Zadanie do wykonania: Wyodrębnij wszystkie wiersze z poniższych rekordów i powtórz je bez żadnych zmian. Obrazy pomiń w odpowiedzi.
· · · · · · ·
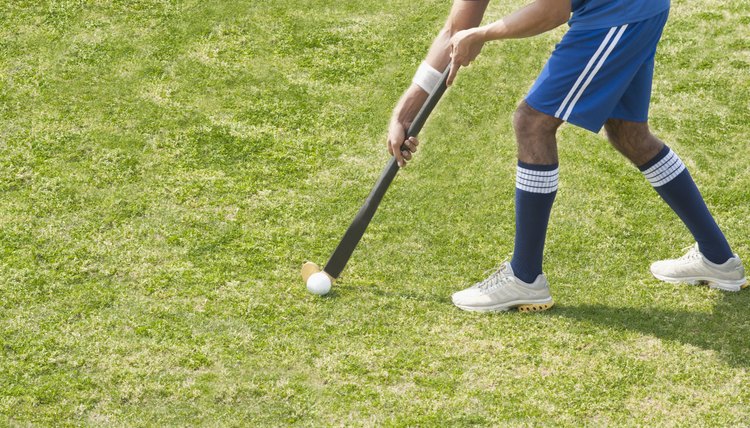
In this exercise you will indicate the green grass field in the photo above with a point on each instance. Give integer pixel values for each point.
(166, 166)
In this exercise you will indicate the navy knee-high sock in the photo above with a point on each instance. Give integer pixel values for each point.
(673, 182)
(536, 187)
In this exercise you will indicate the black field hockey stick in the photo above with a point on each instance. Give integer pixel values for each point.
(356, 230)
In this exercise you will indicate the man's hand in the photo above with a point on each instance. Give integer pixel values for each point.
(398, 145)
(465, 47)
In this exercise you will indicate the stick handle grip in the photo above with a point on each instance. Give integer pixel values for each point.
· · · · · · ·
Rozwiązanie:
In this exercise you will indicate the green grass field in the photo above with a point on each instance. Give integer pixel values for each point.
(166, 166)
In this exercise you will indicate the navy knee-high sock in the photo above with a point on each instance. Give integer pixel values for each point.
(673, 182)
(536, 187)
In this exercise you will indicate the black field hockey stick in the photo above with a point on each instance. Give integer pixel values for each point.
(356, 230)
In this exercise you will indicate the man's hand in the photo above with a point on each instance. Give integer pixel values for each point.
(398, 145)
(465, 47)
In this exercise you will indicate the stick handle grip in the photo above with a point on each instance. Give integer pixel values for each point.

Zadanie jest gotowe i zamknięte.